Objective 1: Go through the records below and pull out every line that contains the word "jersey", matching its case exactly.

Supplied text:
PHYLLIS D. PARDONNET, ADMINISTRATRIX OF THE ESTATE OF CHARLES WILLIAM PARDONNET, DECEASED, LIBELANT,
v.
THE FLYING TIGER LINE, INC., RESPONDENT.



The opinion of the court was delivered by: Decker, District Judge.

This case involves a libel in admiralty, filed by the personal representative of a deceased, who was killed in an air line crash on the high seas. This Court has jurisdiction under an act entitled, "Death on the High Seas by Wrongful Act," 46 U.S.C. § 761.

Respondent has filed a special appearance and exception to the jurisdiction of this Court on the ground that the Warsaw Convention, 49 Stat. 3000, a treaty to which the United States is a party, provides that the only United States court which could have jurisdiction of this cause of action is in California. Specifically, the respondent contends that Article 28 of the Convention deprives this Court of jurisdiction. Article 28 provides as follows:

  "(2) Questions of procedure shall be governed by the
  law of the court to which the case is submitted."

On the wording of this Article the respondent argues that since this Court is neither the court of the carrier's domicile, nor the court where the carrier has its principal place of business, nor the court where the carrier has a place of business through which the contract of carriage has been made, nor the court of the place of destination of the flight, that this Court is without jurisdiction and must dismiss the libel.

For the purpose of disposing of respondent's exception to jurisdiction, the parties have agreed to a statement of facts in this case. It has been stipulated that the respondent, The Flying Tiger Line, Inc., is a Delaware corporation, having its principal place of business in Burbank, California. On October 1, 1961, a written agreement, a "Call Agreement," was entered into between the respondent and the Air Force Department of the United States of America. Pursuant to the Call Agreement, a service order dated March 2, 1962, was issued by the United States Air Force to the respondent at Burbank, California, and under which respondent agreed to transport United States military personnel from Travis Air Force Base, California, to Saigon, Viet Nam. On March 14, 1962, one of respondent's aircraft began operating as a Military Air Transport Service Charter Flight 739/14. At all times material to this libel respondent owned the aircraft in question, Lockheed Model 1049H, U.S. Registry License N6921C.

Prior to boarding the flight in question, each of the ninety-six United States military personnel was handed a boarding ticket at Travis Air Force Base by an employee of the respondent, The Flying Tiger Line, Inc., each with his own name thereon. Each of these boarding tickets showed that the departure of the flight in question was from Travis Air Force Base, California, with destination, Saigon, Viet Nam. Charles William Pardonnet, libelant's deceased, was issued one of the above-mentioned boarding tickets.

Aboard the flight in question were one plane captain, two co-pilots, two flight engineers, two navigators and four stewardesses (all employed by the respondent, The Flying Tiger Line, Inc.) and ninety-six United States military personnel, including Charles William Pardonnet, libelant's deceased. It was agreed between the respondent and the Air Force that money would be paid to the respondent by the United States of America covering the passage of the ninety-six United States military personnel from Travis Air Force Base to Saigon, Viet Nam. Subsequent to the departure of the flight in question from Agana, Guam, on March 15, 1962, the aircraft disappeared and has never been found.

Raw records:
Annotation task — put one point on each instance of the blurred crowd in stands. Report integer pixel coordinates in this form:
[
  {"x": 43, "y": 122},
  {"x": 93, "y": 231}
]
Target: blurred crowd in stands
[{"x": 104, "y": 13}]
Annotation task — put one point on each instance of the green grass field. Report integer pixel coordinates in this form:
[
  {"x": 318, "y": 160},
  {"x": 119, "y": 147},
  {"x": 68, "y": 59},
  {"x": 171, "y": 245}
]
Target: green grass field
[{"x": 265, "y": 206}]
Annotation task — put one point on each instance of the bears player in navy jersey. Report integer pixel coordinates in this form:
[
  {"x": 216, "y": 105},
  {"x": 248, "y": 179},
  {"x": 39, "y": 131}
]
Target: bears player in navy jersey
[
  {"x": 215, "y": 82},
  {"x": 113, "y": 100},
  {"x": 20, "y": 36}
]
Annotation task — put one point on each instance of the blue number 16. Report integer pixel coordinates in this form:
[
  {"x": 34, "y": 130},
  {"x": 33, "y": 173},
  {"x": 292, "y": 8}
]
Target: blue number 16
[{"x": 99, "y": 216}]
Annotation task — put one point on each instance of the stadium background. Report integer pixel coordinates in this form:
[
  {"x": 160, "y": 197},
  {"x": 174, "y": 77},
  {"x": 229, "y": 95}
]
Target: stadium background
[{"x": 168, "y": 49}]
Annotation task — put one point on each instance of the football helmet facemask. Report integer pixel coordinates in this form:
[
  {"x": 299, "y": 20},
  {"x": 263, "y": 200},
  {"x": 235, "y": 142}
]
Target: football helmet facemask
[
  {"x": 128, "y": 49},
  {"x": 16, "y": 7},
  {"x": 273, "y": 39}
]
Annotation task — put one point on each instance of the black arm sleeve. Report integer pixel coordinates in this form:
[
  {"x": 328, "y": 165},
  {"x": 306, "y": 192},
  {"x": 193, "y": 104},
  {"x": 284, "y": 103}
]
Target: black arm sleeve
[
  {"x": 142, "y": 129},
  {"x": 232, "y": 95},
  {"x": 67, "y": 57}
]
---
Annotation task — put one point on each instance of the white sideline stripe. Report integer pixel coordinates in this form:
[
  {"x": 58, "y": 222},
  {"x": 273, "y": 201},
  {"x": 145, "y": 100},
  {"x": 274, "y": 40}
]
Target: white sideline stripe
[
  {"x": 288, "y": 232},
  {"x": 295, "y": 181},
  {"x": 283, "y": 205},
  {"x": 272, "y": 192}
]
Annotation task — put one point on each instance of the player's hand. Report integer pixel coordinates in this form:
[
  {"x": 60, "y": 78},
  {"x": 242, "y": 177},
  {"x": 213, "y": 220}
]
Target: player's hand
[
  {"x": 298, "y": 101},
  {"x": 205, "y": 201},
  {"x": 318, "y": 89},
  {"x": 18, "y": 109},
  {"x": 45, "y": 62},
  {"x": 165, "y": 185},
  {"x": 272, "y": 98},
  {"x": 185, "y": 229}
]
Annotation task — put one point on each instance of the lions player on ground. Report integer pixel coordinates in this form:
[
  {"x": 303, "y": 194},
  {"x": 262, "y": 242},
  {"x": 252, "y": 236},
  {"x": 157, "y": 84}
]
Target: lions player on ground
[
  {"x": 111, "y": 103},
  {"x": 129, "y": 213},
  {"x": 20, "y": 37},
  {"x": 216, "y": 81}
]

Objective 2: From the court opinion above, copy the passage starting with "This case involves" and going on through "U.S.C. § 761.", word for word.

Correct output 1:
Annotation task — put one point on each instance of the bears player in navy jersey. Report integer pixel coordinates in this form:
Target: bears player in navy jersey

Correct output 2:
This case involves a libel in admiralty, filed by the personal representative of a deceased, who was killed in an air line crash on the high seas. This Court has jurisdiction under an act entitled, "Death on the High Seas by Wrongful Act," 46 U.S.C. § 761.